| DOCUMENT EXCERPT |
HW 6-1: Redo HW3 on the training set 22features and testing set 22test. You also would like to compare svm with nearest neighbor.
HW 6-2: Write a simple SVM classifier using the SMO-type algorithm taught earlier. You consider dense input format only. Basically you use the simple working set selection and solve two-variable optimization problems until given stopping tolerance is satisfied. You can write the predictor in the same program so we immediately know the test accuracy. Kernel elements are calculated by need.
Requirement:
1. The code should be less than 300 lines in any high-level language. Please print your code as part of your report.
2. RBF kernel is enough
3. You need to run data of HW 5-2 using some given parameters. On some (maybe most) parameters your code should be faster then libsvm, but on others it is the other way around. Explain why. Moreover, your code should be able to train the data of HW 6-1 (using the best parameters only but not doing the whole grid).
HW7: application paper presentation: (9-13, December 22 and 29, 2003). Each group (2 to 3 people) has 30 minutes for presentation. The order of papers will be the order of presentations.
This will give you an idea how SVM is applied in practice
- paper1 paper2 (link broken, may not be used) paper3 r92922012, b91902094
- paper4 paper5 paper6
- paper7 d88526014, d91922011,d92922013 paper8 paper9 b89902091, r92922028, r92922092
- paper10 f90921015 f91921020 d87921025 paper11 (r92922042 r92922059), paper12 B90902098, B90902100, B90902123
- paper13 paper14 paper15 r91522826, r91522808 paper16 r92522819, r92522822, r92546006
- paper17 r91922090,r92922109, d91921025 paper18, paper19 R92922069, R92922094, paper20.

| DIRECTION 1 |
According to the homework page, how many minutes does each group get for its presentation?
| DIRECTION 2 |
Please continue the homework page from where it stops.

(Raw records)
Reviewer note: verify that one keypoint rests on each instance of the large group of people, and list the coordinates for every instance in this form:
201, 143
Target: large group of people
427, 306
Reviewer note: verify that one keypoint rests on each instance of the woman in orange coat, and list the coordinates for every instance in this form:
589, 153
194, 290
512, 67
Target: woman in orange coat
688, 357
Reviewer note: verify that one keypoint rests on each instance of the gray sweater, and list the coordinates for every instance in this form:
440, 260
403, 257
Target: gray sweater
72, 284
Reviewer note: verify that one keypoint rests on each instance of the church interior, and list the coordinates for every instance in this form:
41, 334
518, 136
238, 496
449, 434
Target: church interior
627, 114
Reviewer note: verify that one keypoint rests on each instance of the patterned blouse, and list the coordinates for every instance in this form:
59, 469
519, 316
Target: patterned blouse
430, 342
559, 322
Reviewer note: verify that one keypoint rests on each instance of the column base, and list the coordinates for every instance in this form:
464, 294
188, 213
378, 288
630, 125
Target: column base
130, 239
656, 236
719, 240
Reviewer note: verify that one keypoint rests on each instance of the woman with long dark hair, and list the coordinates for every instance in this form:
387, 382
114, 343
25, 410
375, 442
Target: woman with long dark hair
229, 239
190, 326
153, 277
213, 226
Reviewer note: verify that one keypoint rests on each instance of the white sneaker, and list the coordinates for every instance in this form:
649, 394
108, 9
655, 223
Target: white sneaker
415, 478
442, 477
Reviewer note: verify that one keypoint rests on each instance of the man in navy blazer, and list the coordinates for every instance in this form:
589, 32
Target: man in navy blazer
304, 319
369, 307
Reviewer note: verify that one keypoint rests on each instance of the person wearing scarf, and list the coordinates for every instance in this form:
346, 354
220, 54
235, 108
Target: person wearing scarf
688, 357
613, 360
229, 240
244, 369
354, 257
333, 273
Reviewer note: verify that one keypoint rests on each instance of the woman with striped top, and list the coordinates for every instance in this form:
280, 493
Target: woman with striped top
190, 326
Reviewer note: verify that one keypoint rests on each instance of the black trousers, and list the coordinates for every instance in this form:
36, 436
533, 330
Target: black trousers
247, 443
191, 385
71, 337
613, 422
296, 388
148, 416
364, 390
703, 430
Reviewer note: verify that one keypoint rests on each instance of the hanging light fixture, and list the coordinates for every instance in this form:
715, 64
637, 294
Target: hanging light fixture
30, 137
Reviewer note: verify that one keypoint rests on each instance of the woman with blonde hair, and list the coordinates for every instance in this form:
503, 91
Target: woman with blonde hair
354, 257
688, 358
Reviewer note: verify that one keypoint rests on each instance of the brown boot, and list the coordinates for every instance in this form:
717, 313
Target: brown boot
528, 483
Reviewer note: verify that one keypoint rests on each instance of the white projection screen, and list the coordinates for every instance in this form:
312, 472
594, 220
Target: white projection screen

| ANSWER 1 |
Each group has 30 minutes.

| ANSWER 2 |
- paper21, b89902003, b89902004, b89902027. paper22 B90902023, B90902077, paper23 D92922001, R92922004.
HW8 (due December 22)
HW8-1: derive the dual of SVR
HW8-2: Consider the smallest four problems in software/svm/regession_data/newsvrdata. They are regression data sets. You would like to randomly split each data to training and testing first. Then conduct cross validation on the training to choose the best parameters. Write a short report (<= 2 pages) to show your results and experience.

Final Projects

This is an important part of this course. Presentation will be at January 5, 2004 (30 minutes per group). Five persons each group. Each group has to turn in a report (<= 10 pages, in English; no word file please) by January 3. As these projects are highly research oriented, please start working on them as early as possible.

At December 1, each group please give a 10 to 15-minute presentation about your progress.

The svmtoy applet in libsvm homepage is a 2D example. Can you extend it to 3D ? The main difficulty is on testing so many points in a 3-D space.
There are several possible approaches. One is to consider some methods for speeding up SVM testing. There are some papers about this. On the other hand, you may think about any possibilities to approximate the curve in a 3-D space.
The java code of svm-toy is in the java directory of libsvm package.
SVM does not perform well on the data set of EUNITE 2, can you think about any way to use SVM and achieve 75% accuracy. The data set is in ~cjlin/software/svm/eunite2. The subdirectory RAW contains original data but norm39.tr and norm39.test are the main training and testing files for consideration (i.e. data of HW 1).
An earlier study of this data set is in the second part of the thesis at ~cjlin/latex/students/Bo-June.Chen.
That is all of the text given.